#### Data provided ####

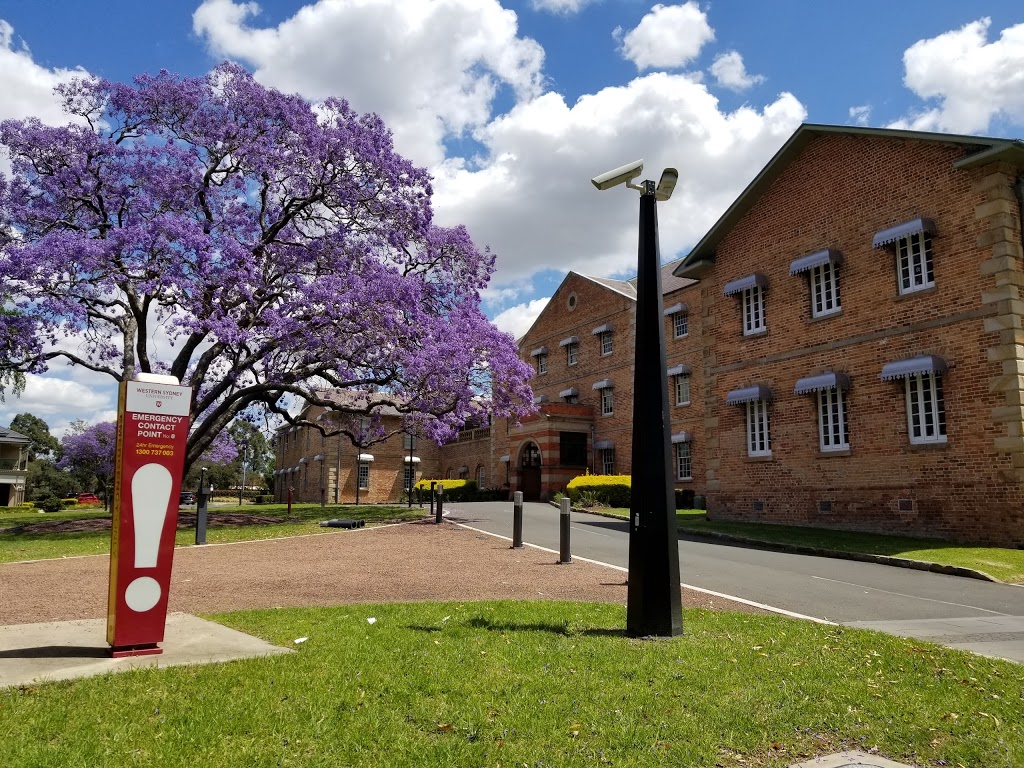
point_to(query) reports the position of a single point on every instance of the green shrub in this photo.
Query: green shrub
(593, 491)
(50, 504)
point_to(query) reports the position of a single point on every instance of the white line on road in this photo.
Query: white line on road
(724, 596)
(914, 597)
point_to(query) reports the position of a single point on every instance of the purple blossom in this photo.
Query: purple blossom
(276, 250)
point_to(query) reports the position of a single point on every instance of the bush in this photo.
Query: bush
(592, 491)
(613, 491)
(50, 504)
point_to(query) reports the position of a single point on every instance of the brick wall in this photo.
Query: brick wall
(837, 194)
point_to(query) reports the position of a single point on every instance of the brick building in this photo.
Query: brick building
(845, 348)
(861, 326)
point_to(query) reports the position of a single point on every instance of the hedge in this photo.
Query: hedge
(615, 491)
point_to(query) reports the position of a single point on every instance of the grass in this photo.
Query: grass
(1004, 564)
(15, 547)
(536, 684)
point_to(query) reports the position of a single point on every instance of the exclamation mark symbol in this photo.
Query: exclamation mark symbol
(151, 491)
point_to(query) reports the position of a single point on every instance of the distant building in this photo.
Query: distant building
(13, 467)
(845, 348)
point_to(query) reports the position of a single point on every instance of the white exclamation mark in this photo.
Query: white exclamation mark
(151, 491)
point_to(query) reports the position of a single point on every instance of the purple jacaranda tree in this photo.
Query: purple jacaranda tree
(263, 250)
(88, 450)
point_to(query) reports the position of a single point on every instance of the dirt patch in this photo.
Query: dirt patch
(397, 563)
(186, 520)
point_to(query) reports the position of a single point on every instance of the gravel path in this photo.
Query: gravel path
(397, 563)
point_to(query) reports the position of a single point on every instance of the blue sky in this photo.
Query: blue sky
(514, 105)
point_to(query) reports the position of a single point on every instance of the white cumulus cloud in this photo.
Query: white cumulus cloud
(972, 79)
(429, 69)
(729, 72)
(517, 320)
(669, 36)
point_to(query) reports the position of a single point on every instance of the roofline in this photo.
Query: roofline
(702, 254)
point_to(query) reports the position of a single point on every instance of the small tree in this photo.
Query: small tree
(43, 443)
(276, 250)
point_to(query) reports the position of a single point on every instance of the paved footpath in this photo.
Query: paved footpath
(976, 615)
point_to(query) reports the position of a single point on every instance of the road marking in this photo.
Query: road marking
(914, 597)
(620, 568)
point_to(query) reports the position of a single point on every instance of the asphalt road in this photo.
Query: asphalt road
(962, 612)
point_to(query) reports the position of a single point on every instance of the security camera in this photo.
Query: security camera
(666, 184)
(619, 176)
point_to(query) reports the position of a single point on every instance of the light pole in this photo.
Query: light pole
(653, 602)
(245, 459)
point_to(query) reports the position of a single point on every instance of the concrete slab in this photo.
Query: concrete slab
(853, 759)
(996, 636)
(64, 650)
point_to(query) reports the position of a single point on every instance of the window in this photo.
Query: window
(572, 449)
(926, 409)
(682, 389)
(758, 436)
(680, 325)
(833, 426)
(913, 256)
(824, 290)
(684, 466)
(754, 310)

####

Your goal → Starting with the first line of the data above, write out each line exactly up to and including the line that holds "blossom in this photo.". Pictures stay out.

Output →
point_to(query) reports the position of a single point on every instance of the green shrub in this photo.
Query: green shrub
(593, 491)
(50, 504)
point_to(query) reports the position of a single point on every instance of the white line on road in this photo.
Query: white line on road
(724, 596)
(914, 597)
point_to(query) reports the position of a single point on every instance of the purple blossom in this photo.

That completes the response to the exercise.